DO THIS
Copy everything below from the row that contains "Where can you find the door" down to the final row, both included, keeping every line unchanged.

SUPPLIED INFORMATION
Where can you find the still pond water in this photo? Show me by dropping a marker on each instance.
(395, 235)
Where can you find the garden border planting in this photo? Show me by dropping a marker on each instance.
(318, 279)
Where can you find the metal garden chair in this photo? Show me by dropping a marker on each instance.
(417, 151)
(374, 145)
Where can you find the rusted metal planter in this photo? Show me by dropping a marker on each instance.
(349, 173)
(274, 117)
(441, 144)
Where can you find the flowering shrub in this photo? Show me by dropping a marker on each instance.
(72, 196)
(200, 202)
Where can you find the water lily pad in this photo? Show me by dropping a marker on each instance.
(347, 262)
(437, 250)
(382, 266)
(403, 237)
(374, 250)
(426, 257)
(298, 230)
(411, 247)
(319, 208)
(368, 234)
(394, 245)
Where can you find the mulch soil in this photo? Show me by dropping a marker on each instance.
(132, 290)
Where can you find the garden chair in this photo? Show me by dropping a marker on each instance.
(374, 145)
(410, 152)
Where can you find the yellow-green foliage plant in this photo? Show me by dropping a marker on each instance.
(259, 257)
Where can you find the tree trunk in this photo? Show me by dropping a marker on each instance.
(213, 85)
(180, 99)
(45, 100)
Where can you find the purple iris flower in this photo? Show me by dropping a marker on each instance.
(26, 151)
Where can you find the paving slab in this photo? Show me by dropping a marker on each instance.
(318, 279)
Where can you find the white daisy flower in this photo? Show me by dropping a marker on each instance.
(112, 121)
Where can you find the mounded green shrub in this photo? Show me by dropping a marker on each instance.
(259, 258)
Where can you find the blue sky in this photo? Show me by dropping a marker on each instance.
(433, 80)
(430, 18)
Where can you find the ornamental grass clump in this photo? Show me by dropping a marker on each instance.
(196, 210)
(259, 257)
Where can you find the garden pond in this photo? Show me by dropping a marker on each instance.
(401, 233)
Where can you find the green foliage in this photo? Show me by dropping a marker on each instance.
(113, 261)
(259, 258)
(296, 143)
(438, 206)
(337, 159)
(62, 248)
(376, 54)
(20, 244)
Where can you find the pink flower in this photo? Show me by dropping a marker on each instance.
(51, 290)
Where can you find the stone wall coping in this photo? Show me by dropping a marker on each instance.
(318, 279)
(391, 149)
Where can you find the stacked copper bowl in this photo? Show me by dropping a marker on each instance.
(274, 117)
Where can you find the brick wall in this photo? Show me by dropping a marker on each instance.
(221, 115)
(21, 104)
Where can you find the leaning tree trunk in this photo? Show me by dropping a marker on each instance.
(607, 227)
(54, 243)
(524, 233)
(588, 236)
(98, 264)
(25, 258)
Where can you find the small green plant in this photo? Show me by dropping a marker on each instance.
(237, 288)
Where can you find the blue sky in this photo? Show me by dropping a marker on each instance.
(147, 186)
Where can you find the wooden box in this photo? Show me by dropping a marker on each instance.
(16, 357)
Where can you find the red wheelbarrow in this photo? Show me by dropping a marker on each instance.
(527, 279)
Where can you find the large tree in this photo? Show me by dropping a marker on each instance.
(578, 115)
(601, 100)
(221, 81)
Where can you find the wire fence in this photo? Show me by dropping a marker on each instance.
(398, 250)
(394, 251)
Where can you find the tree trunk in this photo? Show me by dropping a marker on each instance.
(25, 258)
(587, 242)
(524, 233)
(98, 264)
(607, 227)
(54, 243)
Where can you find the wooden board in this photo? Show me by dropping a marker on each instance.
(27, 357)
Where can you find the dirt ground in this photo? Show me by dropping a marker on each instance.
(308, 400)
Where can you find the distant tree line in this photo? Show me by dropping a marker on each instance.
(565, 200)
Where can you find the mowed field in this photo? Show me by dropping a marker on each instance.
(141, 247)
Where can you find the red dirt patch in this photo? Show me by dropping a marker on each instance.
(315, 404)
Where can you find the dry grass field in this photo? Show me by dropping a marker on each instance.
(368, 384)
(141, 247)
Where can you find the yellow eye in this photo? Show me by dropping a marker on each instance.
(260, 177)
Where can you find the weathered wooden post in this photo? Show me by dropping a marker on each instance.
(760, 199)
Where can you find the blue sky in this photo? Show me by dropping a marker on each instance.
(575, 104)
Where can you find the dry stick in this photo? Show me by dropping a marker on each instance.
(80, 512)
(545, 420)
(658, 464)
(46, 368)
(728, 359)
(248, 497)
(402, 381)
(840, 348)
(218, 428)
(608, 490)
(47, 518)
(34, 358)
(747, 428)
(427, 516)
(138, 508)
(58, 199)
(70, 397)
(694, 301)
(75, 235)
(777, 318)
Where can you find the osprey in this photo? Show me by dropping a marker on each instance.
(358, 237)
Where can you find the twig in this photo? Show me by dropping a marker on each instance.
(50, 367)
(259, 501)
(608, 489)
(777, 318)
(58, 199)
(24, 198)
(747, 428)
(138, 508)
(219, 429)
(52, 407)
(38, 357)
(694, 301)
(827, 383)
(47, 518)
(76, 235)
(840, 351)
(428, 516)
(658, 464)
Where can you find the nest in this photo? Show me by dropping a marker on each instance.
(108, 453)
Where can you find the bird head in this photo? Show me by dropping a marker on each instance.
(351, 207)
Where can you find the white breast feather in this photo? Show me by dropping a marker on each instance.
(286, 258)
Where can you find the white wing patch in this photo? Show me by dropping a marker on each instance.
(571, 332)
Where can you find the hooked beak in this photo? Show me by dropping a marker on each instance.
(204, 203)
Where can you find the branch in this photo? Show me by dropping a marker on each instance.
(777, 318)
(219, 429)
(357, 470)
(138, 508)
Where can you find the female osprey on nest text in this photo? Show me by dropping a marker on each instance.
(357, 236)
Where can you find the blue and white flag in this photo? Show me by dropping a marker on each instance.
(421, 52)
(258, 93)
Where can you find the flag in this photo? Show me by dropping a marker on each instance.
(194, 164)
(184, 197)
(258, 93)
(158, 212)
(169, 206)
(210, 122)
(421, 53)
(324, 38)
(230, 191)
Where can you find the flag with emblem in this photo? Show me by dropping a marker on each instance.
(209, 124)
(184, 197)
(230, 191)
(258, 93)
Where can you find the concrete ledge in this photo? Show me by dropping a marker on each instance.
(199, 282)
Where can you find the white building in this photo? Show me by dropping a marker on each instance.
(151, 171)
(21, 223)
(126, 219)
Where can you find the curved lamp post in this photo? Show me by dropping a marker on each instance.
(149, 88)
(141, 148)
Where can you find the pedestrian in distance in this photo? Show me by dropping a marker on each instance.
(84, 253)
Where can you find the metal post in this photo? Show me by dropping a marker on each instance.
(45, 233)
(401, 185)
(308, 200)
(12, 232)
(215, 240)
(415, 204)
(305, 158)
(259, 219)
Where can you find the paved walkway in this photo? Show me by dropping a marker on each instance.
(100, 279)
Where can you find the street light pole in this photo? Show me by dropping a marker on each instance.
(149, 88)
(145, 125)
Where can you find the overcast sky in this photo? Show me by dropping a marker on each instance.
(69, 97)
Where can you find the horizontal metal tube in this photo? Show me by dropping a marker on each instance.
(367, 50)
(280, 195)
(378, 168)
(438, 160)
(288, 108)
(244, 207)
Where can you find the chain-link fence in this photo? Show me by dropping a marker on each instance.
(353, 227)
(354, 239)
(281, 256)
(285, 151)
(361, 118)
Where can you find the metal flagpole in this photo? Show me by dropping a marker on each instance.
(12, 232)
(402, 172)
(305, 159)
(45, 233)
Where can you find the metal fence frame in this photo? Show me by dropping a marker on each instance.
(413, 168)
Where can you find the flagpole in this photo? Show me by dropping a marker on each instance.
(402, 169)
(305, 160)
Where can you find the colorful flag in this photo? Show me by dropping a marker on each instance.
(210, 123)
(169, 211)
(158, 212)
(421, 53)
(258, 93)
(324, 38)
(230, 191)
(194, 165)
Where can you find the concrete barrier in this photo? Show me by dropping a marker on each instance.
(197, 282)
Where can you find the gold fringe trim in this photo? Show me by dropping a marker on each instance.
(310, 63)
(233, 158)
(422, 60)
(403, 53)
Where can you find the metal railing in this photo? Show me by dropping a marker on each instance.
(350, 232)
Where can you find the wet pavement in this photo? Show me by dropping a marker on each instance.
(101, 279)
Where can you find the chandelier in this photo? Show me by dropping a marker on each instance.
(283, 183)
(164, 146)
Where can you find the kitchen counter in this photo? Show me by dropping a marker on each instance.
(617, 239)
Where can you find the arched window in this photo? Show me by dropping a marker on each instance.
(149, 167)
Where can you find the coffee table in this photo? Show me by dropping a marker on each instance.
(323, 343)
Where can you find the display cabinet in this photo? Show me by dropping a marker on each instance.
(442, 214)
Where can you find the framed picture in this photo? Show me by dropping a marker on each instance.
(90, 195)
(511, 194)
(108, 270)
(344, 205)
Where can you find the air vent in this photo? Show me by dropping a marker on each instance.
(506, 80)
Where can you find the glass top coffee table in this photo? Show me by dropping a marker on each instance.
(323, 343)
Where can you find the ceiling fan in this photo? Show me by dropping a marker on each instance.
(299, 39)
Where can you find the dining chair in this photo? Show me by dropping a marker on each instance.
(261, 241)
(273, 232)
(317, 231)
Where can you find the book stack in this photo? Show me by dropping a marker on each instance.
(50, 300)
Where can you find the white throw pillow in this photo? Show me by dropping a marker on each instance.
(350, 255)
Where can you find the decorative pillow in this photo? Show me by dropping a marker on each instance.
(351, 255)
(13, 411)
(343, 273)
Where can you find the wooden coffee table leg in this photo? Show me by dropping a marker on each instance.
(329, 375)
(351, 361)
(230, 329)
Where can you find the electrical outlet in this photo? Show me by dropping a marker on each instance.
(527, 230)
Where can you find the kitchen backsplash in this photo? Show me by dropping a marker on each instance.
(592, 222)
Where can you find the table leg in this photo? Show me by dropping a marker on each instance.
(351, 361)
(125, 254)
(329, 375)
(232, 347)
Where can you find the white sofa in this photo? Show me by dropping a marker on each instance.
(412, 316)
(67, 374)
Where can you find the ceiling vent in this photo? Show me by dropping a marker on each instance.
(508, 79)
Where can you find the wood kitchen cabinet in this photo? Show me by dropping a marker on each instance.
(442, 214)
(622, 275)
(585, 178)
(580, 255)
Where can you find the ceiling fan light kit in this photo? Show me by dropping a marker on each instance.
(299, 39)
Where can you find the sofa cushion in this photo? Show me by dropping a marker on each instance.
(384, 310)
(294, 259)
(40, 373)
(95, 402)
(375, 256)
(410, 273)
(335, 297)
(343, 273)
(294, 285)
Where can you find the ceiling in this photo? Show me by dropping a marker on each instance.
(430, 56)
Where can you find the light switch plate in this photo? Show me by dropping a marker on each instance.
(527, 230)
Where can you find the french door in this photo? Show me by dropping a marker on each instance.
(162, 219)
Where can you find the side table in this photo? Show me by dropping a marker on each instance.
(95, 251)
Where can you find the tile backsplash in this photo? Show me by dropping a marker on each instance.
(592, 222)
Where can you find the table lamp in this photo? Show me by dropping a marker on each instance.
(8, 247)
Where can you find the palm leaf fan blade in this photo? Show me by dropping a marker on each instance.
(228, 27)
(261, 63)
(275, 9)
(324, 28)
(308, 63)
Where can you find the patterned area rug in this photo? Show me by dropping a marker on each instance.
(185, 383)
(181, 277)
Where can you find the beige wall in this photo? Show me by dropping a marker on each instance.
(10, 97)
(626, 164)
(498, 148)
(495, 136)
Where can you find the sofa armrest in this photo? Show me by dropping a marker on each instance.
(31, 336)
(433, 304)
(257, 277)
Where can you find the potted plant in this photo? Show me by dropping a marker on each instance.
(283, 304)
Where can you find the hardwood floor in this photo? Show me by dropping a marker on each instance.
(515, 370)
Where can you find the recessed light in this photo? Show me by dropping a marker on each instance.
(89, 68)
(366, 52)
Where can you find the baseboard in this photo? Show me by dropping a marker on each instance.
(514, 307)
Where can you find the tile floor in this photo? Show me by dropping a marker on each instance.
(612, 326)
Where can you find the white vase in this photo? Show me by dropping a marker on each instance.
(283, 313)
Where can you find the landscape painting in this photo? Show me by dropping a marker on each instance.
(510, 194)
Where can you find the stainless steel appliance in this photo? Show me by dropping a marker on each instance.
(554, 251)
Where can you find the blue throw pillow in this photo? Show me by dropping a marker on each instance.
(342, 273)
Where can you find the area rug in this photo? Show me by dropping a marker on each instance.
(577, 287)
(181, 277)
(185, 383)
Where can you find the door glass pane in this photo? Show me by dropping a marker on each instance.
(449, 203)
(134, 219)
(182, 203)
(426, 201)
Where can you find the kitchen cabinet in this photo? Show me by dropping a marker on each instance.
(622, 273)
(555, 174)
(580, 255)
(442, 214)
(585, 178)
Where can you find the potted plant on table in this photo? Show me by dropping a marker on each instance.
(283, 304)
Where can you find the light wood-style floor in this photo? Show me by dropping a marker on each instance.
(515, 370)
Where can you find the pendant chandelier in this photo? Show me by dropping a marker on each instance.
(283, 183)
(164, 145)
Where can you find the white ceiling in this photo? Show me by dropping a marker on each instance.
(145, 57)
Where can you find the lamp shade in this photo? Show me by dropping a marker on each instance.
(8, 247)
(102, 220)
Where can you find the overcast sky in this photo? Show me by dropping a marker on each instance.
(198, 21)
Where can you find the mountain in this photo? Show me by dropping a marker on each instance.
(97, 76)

SOLUTION TO THIS EXERCISE
Where can you find the door glass pane in this photo? Show me by dropping a marker on each instance.
(449, 203)
(134, 219)
(182, 203)
(426, 201)
Where can you find the kitchen cabinet in this photo? Show me by dropping a marker on each instance.
(622, 273)
(555, 174)
(580, 255)
(442, 214)
(585, 178)
Where can you find the potted plant on table in this photo? Show me by dropping a marker on each instance.
(283, 304)
Where can you find the light wood-style floor in this photo? Show me by dropping a marker on each instance.
(515, 370)
Where can you find the pendant chandelier in this photo? Show me by dropping a marker on each instance.
(283, 183)
(164, 145)
Where can you find the white ceiling in this photo? Show me by dropping a marker on each instance.
(145, 57)
Where can you find the lamp shade in this photo? Show me by dropping a marker on each instance.
(8, 247)
(102, 220)
Where can you find the overcast sky in this photo? Show me by dropping a marker on each instance.
(198, 21)
Where can you find the mountain in this photo? Show me by dropping a marker on each instance.
(97, 76)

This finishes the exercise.